* **EXCERPTED PASSAGE**
= = = = =
Live vaccines are another option which, as well as giving long-term protection within the bird, could have therapeutic benefits. “For example, we’ve seen good results with a non-pathogenic E coli live vaccine, where we’ve used it in the face of an outbreak of peritonitis in laying hens.
“We’re not totally sure how it works, but we assume that the live bacteria within the vaccine are competing for the attachment sites with the pathogenic strains. We could see increased usage of live vaccines.”
A wide range of prebiotics are also available, such as mannan oligo-saccharides and fructooligo-saccharides, which enhance the natural intestinal flora, promoting the growth of probiotic species, such as lactic acid bacteria, so reducing colonisation by enteric pathogens.
“They are not sufficient on their own to replace antibiotics, but they certainly add to the profile of things we can use to reduce overall usage.”
Similarly, nutraceuticals like nucleic acids, amino acids and plant derivatives have a place as part of an holistic approach. And organic acids, delivered through feed or water can help.
“Organic acids delivered through water have the advantage of helping to sanitise the water system, as well as having an impact on the gut,” says Mr Walker. “Different acids affect different parts of the gut, depending on their individual dissociative properties and residual pH.
“They alter the gut microflora by limiting the colonisation of unfavourable bacteria, while promoting the fermentation of more favourable species. They can also enhance nutrient uptake and increase immune response.”
The key objective is to be using antibiotics smarter, says Mr Walker. “We’ve got to be looking at the sensitivity data out there before using antibiotics, to make sure the organisms we are treating are sensitive to the treatment.”
There is also a dilemma between the use of narrow spectrum or broad spectrum antibiotics. “Quite often we also see an underlying bacterial disease, but with a secondary E coli infection that is causing mortality. The sensitivity profiles of the antibiotics we choose will be very different for the two bacteria. This is leading to vets using more broad spectrum antibiotics, though this is known to increase the risk of antimicrobial resistance.”
= = = = =
* **STUDY MATERIAL**
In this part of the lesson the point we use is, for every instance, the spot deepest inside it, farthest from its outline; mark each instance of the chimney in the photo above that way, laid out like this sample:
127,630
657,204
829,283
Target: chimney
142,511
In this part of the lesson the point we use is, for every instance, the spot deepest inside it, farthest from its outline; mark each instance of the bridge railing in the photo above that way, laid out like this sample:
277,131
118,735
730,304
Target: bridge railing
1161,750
= = = = =
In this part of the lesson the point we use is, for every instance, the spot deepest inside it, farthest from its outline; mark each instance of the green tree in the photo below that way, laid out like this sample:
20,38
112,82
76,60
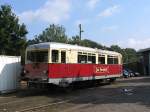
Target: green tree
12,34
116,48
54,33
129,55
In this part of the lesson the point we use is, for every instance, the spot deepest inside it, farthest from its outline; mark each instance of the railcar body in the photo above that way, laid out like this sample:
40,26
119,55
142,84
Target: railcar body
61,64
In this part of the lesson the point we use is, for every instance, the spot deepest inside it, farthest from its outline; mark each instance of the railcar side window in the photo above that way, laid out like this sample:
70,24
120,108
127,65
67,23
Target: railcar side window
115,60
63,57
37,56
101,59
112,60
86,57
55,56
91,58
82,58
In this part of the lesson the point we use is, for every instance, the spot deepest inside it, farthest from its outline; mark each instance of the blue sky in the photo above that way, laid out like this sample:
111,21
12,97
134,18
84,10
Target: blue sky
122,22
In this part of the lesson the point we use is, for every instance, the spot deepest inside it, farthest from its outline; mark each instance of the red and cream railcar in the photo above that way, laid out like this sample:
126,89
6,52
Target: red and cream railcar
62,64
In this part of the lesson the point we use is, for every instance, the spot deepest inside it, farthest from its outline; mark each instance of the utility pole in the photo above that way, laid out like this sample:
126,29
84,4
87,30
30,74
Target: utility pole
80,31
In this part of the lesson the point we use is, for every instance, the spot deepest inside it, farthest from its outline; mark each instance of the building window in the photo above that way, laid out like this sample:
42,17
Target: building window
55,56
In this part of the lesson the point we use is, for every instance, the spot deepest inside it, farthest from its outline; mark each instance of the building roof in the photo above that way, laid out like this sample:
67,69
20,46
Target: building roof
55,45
= = = = =
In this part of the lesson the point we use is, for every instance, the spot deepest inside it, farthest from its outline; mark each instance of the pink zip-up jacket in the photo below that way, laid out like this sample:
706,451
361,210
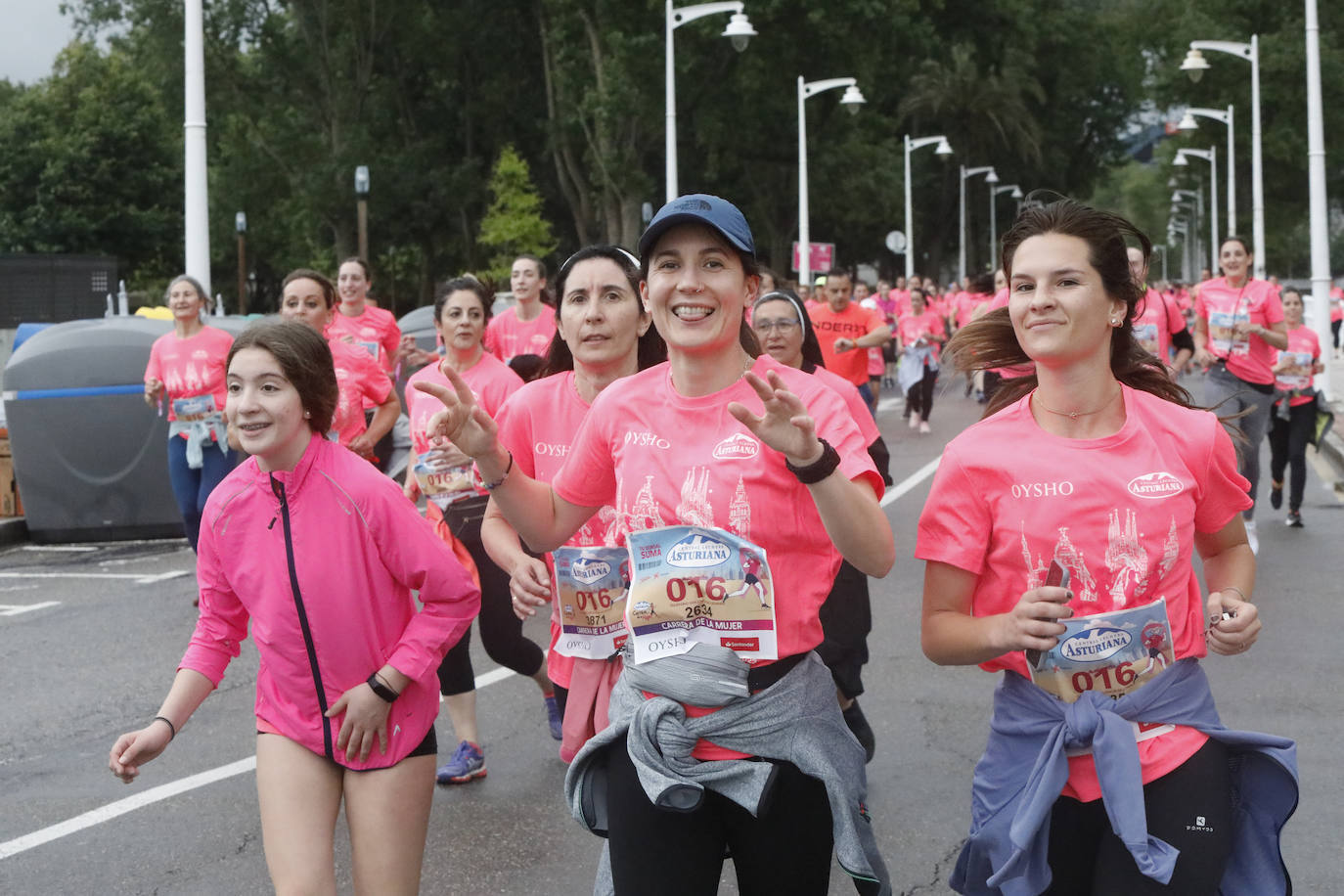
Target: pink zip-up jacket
= = = = =
* **WORK REQUEST A**
In the text on poultry health, what benefit do organic acids given through water offer besides their effect on the gut?
* **WORK REQUEST B**
Please continue the text on reducing antibiotic use in poultry from where it stops.

* **EXPECTED OUTPUT A**
They help sanitize the water system.

* **EXPECTED OUTPUT B**
It is also essential to get the right dose rate, as certain bacteria are dose-rate sensitive.
“Duration of treatment as well is important,” says Mr Walker. “Do you use these antibiotics over a shorter period to ensure that you are maximising the pharmacokinetic and pharmacodynamics properties, or do you look to put the antibiotics through the bird for a longer period?”
Another question to do with refinement is whether vets should look to safeguard products that are critically important to humans.
And then there is the question of measurement. Benchmarking figures to understand exactly how much antibiotic is being used by different sectors is key to achieving more targeted reductions.
“At the moment the broiler industry is very much focused on milligrams of antibiotic per kilo of meat,” says Mr Walker. “The downside of this is that it doesn’t take into account the class of antibiotic being used. The danger is, if you say you have to drive antibiotic usage below a certain threshold, you can increase the pressure on a particular class of antibiotic.
“The classic example is quinolones, where they have a lower therapeutic dose rate compared with some of the other antibiotics out there. This isn’t the way the industry should be going. It should not be looking just at milligrams per kilo, or even milligrams per egg, but at the type and classification of those antibiotics.”
*The above paper is based on a presentation by Andrew Walker at the recent World Poultry Science Association symposium in Chester.